Could you rewrite the data from the line containing "Provide one point per instance of the statue robe" down through the line containing "[(246, 158)]", putting "Object" wherever "Target" appears and leaving everything else untouched?

##### Dataset records

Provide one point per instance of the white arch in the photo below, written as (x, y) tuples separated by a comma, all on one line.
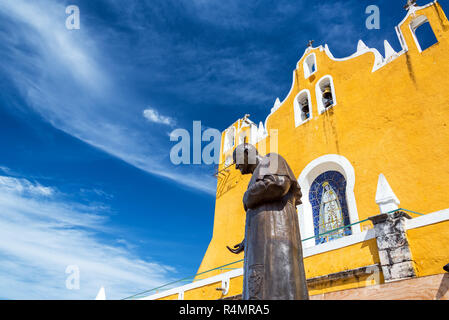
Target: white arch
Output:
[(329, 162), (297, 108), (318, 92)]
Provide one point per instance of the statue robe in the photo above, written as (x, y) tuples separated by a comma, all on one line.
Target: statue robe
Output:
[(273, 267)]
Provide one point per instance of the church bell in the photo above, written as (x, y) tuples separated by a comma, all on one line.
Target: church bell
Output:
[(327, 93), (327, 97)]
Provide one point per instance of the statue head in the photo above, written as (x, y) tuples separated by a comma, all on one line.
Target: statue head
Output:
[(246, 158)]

##########
##### Dataset records

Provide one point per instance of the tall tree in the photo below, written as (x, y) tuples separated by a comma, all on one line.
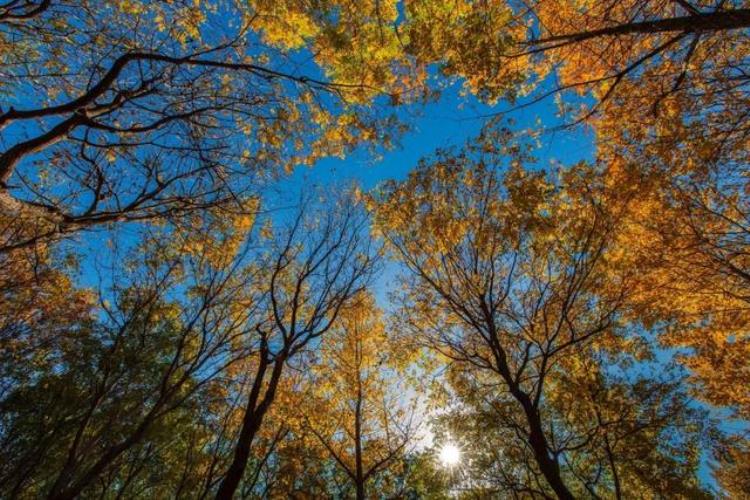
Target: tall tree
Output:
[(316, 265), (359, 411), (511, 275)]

##########

• **Exercise solution**:
Provide one point per instance of the statue robe in the photo above, written as (x, y) tuples separated by a comma, all on one line.
Object: statue robe
Output:
[(273, 267)]
Provide one point per instance of the church bell in the photo above, written as (x, y) tuples separated by a comma, all on one line.
Object: church bell
Output:
[(327, 93), (327, 97)]
Provide one point per instance of the statue head in the photo above, written as (x, y) tuples separated by a comma, all on one line.
Object: statue head
Output:
[(246, 158)]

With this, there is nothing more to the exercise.